Copy out each of the items below, line for line and with nothing changed.

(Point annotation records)
##############################

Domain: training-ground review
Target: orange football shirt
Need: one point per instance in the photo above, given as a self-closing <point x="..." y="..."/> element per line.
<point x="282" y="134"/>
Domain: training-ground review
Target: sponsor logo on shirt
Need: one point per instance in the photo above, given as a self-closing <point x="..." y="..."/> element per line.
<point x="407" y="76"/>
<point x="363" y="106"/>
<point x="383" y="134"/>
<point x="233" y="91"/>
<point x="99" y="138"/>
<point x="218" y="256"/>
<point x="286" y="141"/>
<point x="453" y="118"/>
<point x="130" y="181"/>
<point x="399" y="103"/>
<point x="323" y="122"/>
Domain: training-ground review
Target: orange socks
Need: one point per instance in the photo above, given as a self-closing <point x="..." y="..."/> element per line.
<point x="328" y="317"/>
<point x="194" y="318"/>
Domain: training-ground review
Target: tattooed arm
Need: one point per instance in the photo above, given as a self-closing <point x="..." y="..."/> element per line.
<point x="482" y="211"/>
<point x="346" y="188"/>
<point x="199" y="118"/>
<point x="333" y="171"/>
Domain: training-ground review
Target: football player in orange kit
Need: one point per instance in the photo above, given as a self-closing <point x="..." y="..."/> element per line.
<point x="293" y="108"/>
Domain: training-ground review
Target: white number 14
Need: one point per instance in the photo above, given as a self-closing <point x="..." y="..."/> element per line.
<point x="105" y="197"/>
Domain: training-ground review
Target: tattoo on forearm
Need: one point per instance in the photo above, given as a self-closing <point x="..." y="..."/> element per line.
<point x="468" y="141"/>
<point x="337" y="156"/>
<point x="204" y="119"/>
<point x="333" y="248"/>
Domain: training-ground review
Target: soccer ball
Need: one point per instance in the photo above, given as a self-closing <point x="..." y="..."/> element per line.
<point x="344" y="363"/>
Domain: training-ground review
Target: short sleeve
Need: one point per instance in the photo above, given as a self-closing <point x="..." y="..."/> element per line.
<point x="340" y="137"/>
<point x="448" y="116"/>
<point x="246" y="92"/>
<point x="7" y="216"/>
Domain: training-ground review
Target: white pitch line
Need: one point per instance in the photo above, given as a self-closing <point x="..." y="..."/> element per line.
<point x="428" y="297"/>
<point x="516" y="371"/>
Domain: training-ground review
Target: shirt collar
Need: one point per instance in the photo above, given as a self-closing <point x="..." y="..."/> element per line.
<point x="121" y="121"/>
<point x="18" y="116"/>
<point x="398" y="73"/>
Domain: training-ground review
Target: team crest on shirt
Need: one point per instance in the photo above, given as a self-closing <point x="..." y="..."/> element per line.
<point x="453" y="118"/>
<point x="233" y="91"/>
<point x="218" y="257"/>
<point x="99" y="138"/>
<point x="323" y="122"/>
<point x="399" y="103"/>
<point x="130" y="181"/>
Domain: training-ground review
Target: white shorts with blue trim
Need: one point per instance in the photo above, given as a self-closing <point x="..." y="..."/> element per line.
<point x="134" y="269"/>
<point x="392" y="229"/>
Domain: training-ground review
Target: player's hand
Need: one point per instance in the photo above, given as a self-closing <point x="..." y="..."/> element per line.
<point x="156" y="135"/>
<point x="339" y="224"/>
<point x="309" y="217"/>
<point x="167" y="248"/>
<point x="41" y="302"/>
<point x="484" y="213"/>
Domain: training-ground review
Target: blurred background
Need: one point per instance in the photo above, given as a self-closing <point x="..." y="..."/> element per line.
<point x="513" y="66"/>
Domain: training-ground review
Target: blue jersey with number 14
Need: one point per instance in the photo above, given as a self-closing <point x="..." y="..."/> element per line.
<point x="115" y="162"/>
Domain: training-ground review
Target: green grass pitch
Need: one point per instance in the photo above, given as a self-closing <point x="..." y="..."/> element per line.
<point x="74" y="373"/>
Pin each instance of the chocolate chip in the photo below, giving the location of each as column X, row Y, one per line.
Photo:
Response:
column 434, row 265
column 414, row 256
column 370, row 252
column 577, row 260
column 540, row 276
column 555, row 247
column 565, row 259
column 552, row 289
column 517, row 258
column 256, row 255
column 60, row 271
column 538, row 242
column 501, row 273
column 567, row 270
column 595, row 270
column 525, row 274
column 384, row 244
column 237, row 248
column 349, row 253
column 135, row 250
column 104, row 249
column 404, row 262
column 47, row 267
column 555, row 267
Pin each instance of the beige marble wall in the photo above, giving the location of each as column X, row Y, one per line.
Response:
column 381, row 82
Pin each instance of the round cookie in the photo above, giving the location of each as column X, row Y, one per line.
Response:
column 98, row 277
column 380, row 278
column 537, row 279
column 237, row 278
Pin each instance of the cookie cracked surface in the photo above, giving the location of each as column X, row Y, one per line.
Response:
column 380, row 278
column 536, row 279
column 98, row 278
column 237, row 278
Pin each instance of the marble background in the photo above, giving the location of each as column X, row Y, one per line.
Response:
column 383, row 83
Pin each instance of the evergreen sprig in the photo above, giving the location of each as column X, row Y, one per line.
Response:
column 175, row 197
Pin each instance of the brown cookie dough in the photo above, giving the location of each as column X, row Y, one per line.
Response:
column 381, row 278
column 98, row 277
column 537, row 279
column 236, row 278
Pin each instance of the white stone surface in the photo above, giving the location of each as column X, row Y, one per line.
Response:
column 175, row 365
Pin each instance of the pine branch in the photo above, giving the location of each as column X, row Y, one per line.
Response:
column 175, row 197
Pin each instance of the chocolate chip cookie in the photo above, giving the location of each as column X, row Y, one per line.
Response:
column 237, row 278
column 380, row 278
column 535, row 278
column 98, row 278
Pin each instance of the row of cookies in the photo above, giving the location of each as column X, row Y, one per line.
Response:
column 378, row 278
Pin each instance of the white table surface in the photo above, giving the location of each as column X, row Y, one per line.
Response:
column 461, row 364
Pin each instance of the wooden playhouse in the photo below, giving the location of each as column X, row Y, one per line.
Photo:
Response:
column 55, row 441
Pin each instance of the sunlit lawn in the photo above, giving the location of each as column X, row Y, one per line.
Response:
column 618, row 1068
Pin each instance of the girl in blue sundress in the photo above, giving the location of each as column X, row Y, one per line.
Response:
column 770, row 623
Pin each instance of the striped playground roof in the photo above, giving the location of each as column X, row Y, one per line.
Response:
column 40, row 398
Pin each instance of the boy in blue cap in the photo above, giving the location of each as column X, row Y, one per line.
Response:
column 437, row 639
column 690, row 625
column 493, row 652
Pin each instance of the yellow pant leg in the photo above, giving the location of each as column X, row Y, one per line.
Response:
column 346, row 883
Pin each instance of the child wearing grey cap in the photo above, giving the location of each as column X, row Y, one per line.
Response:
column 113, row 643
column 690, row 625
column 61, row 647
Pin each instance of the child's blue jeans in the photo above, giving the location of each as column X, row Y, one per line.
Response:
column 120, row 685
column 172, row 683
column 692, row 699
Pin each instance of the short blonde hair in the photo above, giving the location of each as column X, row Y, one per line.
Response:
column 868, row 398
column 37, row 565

##############################

- [CORRECT RESPONSE]:
Domain: training-ground review
Target: orange football shirt
Need: one point per instance in the photo above, given as a self-closing <point x="..." y="..."/> element per line.
<point x="282" y="134"/>
Domain: training-ground review
Target: sponsor logo on shirt
Need: one point per instance in the photo above, given as a self-closing <point x="..." y="..."/> element per line.
<point x="407" y="76"/>
<point x="363" y="106"/>
<point x="383" y="134"/>
<point x="233" y="91"/>
<point x="99" y="138"/>
<point x="218" y="256"/>
<point x="286" y="141"/>
<point x="453" y="118"/>
<point x="130" y="181"/>
<point x="399" y="103"/>
<point x="323" y="122"/>
Domain: training-ground review
Target: orange socks
Need: one point per instance in the photo above, given as a self-closing <point x="..." y="..."/> element per line.
<point x="328" y="317"/>
<point x="194" y="318"/>
Domain: training-ground review
Target: tattooed arm
Need: one point per instance in the photo above, given as a self-closing <point x="..." y="..."/> element per line.
<point x="482" y="211"/>
<point x="346" y="188"/>
<point x="199" y="118"/>
<point x="333" y="171"/>
Domain: training-ground review
Target: football player in orange kit
Need: one point per instance in the photo above, given as a self-closing <point x="..." y="..."/> element per line.
<point x="293" y="108"/>
Domain: training-ground review
Target: white number 14
Need: one point per instance in the photo above, given as a self-closing <point x="..." y="..."/> element per line.
<point x="105" y="197"/>
Domain: training-ground review
Target: tattoo on forearm
Need: one point per instance in the photo above, given as a self-closing <point x="..." y="..."/> element per line.
<point x="468" y="141"/>
<point x="337" y="156"/>
<point x="204" y="119"/>
<point x="333" y="248"/>
Domain: training-ground review
Target: soccer ball
Need: one point per instance in the photo above, given as a self-closing <point x="..." y="..."/> element per line.
<point x="344" y="363"/>
Domain: training-ground review
Target: short sleeve
Need: one point per instance in the photo above, given as a self-closing <point x="..." y="..."/> element per line.
<point x="340" y="137"/>
<point x="448" y="116"/>
<point x="246" y="92"/>
<point x="7" y="216"/>
Domain: training-ground review
Target: white pitch line
Need: one point per instance in the photo above, given as a self-closing <point x="..." y="..."/> element per line.
<point x="428" y="297"/>
<point x="516" y="371"/>
Domain: training-ground review
Target: shirt collar
Need: one point per instance in the photo above, given as a self-closing <point x="..." y="..."/> element per line.
<point x="121" y="121"/>
<point x="18" y="116"/>
<point x="398" y="73"/>
Domain: training-ground review
Target: team crest on shirt
Need: one point per instance in the photo above, given as a self-closing <point x="..." y="..."/> element per line.
<point x="453" y="118"/>
<point x="233" y="91"/>
<point x="218" y="257"/>
<point x="99" y="138"/>
<point x="323" y="122"/>
<point x="399" y="103"/>
<point x="130" y="181"/>
Domain: training-ground review
Target: white shorts with blue trim
Need: one point per instance in the photo above, given as a self-closing <point x="..." y="..."/> element per line.
<point x="134" y="269"/>
<point x="392" y="229"/>
Domain: training-ground review
Target: player's hand
Need: one point per instance in the photo above, given as a self-closing <point x="..." y="..."/> element per line.
<point x="156" y="135"/>
<point x="339" y="224"/>
<point x="309" y="217"/>
<point x="167" y="248"/>
<point x="41" y="302"/>
<point x="484" y="213"/>
Domain: training-ground review
Target: blurred background
Need: one point per instance in the photo above, given as a self-closing <point x="..." y="..."/> element per line.
<point x="513" y="66"/>
Domain: training-ground review
Target: blue jersey with number 14
Need: one point per instance in the photo above, given as a self-closing <point x="..." y="..."/> element per line.
<point x="115" y="162"/>
Domain: training-ground review
Target: green grass pitch
Need: one point per instance in the photo above, given as a self-closing <point x="..." y="..."/> element per line.
<point x="74" y="373"/>
Pin each instance of the chocolate chip in the photo below, giving the location of each as column X, row Y, one per line.
Photo:
Response:
column 434, row 265
column 414, row 256
column 370, row 252
column 577, row 260
column 540, row 276
column 555, row 247
column 565, row 259
column 552, row 289
column 517, row 258
column 256, row 255
column 60, row 271
column 538, row 242
column 501, row 273
column 567, row 270
column 595, row 270
column 525, row 274
column 384, row 244
column 237, row 248
column 349, row 253
column 135, row 250
column 104, row 249
column 404, row 262
column 47, row 267
column 555, row 267
Pin each instance of the beige marble wall in the photo above, giving the location of each as column X, row Y, one per line.
Response:
column 381, row 82
Pin each instance of the round cookie in the photo above, giving the location of each as column X, row Y, one per line.
Response:
column 98, row 277
column 380, row 278
column 537, row 279
column 237, row 278
Pin each instance of the cookie cracked surface in the photo above, giving the location of each as column X, row Y, one per line.
Response:
column 380, row 278
column 536, row 279
column 98, row 278
column 237, row 278
Pin each instance of the marble background in the photo above, giving the location of each as column X, row Y, one per line.
Response:
column 383, row 83
Pin each instance of the evergreen sprig in the photo above, giving the location of each as column X, row Y, one per line.
Response:
column 175, row 197
Pin each instance of the brown cookie dough in the photo above, giving the location of each as column X, row Y, one per line.
Response:
column 381, row 278
column 98, row 277
column 537, row 279
column 236, row 278
Pin each instance of the white stone surface in the photo above, giving the location of each as column X, row Y, one per line.
Response:
column 175, row 365
Pin each instance of the pine branch in the photo above, giving the location of each as column X, row Y, one per line.
Response:
column 175, row 197
Pin each instance of the chocolate chip cookie in the photo above, giving the location of each as column X, row Y, one per line.
Response:
column 237, row 278
column 380, row 278
column 535, row 278
column 98, row 278
Pin each instance of the row of cookies in the photo above, giving the location of each as column X, row Y, one per line.
Response:
column 378, row 278
Pin each instance of the white table surface in the photo above, giving the location of each as column X, row Y, one per line.
Response:
column 461, row 364
Pin each instance of the wooden playhouse in the photo below, giving the location of each as column X, row Y, one per line.
Photo:
Response:
column 55, row 441
Pin each instance of the sunlit lawn in the photo above, giving the location of each as column X, row Y, one per line.
Response:
column 618, row 1068
Pin each instance of the girl in blue sundress in the photo above, giving the location of each as column X, row Y, one per line.
Response:
column 770, row 623
Pin each instance of the striped playground roof in the photo above, giving the location of each as column X, row Y, one per line.
Response:
column 40, row 398
Pin each instance of the boy in blue cap in the photo above, giving the location of each as column X, row Y, one per line.
Response:
column 437, row 639
column 690, row 625
column 493, row 652
Pin each instance of the yellow pant leg in the photo above, giving the location of each as column X, row Y, one per line.
Response:
column 346, row 883
Pin each instance of the child wearing grey cap in the photo above, giving the location of each as column X, row Y, one per line.
Response:
column 113, row 643
column 690, row 625
column 61, row 647
Pin each instance of the child's blue jeans in the photo above, giving the location of each as column X, row Y, one per line.
Response:
column 120, row 685
column 172, row 683
column 692, row 699
Pin each instance of the short blonde hair in the photo above, giving the location of each as column X, row Y, one per line.
Response:
column 868, row 398
column 37, row 565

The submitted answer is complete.